Exercise brief: Rewrite the records below with "large granite boulder" changed to "rounded sandstone rock" and every other part left as it is. Omit the pictures from your answer.

● ● ● ● ●

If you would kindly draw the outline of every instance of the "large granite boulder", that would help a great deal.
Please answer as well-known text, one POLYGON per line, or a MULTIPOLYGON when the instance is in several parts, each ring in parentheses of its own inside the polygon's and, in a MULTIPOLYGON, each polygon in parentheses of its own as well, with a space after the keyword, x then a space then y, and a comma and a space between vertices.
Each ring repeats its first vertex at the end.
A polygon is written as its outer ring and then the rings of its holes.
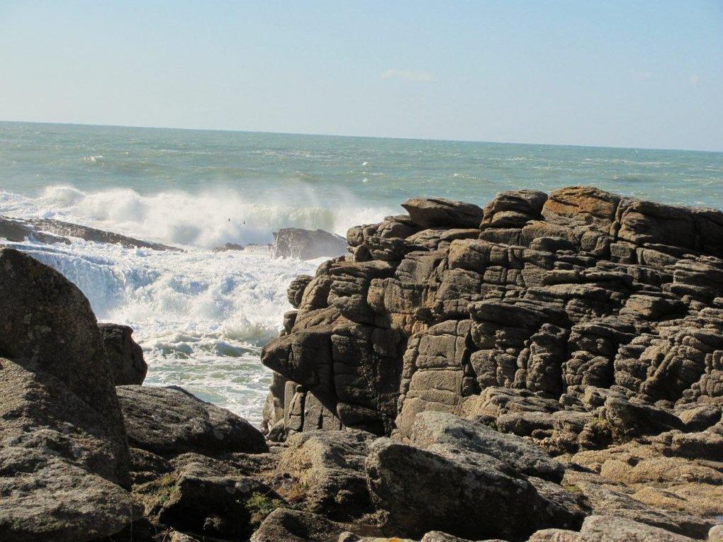
POLYGON ((270 399, 275 438, 406 439, 437 410, 574 452, 683 429, 676 411, 722 400, 723 259, 707 239, 723 212, 589 186, 502 192, 484 211, 404 207, 351 228, 343 261, 292 285, 296 310, 262 355, 286 382, 270 399), (493 388, 555 406, 490 413, 493 388))
POLYGON ((261 523, 250 542, 337 542, 344 526, 323 516, 278 508, 261 523))
POLYGON ((228 410, 176 387, 116 388, 131 446, 158 455, 266 452, 263 434, 228 410))
POLYGON ((143 350, 133 340, 133 330, 120 324, 99 324, 113 382, 116 386, 141 384, 148 372, 143 350))
POLYGON ((374 509, 364 468, 372 438, 360 431, 295 434, 281 454, 276 473, 290 481, 304 509, 337 521, 361 517, 374 509))
POLYGON ((422 449, 380 439, 366 468, 372 499, 388 512, 387 528, 400 536, 442 530, 471 540, 523 541, 539 529, 575 528, 582 521, 564 499, 539 491, 508 464, 453 446, 422 449))
POLYGON ((142 509, 95 317, 62 275, 0 250, 0 538, 85 541, 142 509))
POLYGON ((283 504, 256 477, 231 462, 184 454, 175 469, 142 488, 147 515, 163 525, 201 537, 247 540, 271 510, 283 504))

● ● ● ● ●

Written reply:
If you would kindly draw the outline of every instance of the "rounded sandstone rock", that would help a great deal.
Please answer as well-known text, one POLYGON per line, or a MULTIPOLYGON when the instance is in several parts, each ring in parentheses of its own inside the polygon's and, in a MULTIPOLYGON, each polygon in parentheses of its own as well, with a space after the keyword, x then a space then y, and a comma and a space between vertices.
Each ring repeats its first vertex at the end.
A polygon is written as its outer ring and then the rings of its holes.
POLYGON ((270 399, 275 438, 406 439, 437 410, 574 452, 683 429, 676 411, 722 400, 723 259, 707 239, 723 212, 589 186, 502 192, 484 211, 404 207, 351 228, 343 261, 292 285, 296 310, 262 355, 286 382, 270 399), (493 388, 555 406, 490 413, 493 388))
POLYGON ((261 523, 250 542, 337 542, 344 526, 323 516, 278 508, 261 523))
POLYGON ((228 410, 176 387, 116 388, 131 446, 158 455, 266 452, 263 434, 228 410))
POLYGON ((143 350, 133 340, 133 330, 120 324, 99 324, 113 382, 116 386, 141 384, 148 372, 143 350))
POLYGON ((374 509, 364 468, 372 438, 360 431, 295 434, 281 454, 276 473, 290 481, 304 509, 337 521, 361 517, 374 509))
POLYGON ((422 449, 380 439, 366 468, 372 499, 388 512, 387 528, 400 536, 442 530, 471 540, 523 541, 539 529, 575 528, 582 521, 564 499, 539 491, 508 464, 453 446, 422 449))
POLYGON ((142 509, 95 317, 62 275, 0 250, 0 538, 85 541, 142 509))
POLYGON ((283 504, 256 477, 231 462, 184 454, 175 469, 142 488, 147 515, 163 525, 201 537, 247 540, 271 510, 283 504))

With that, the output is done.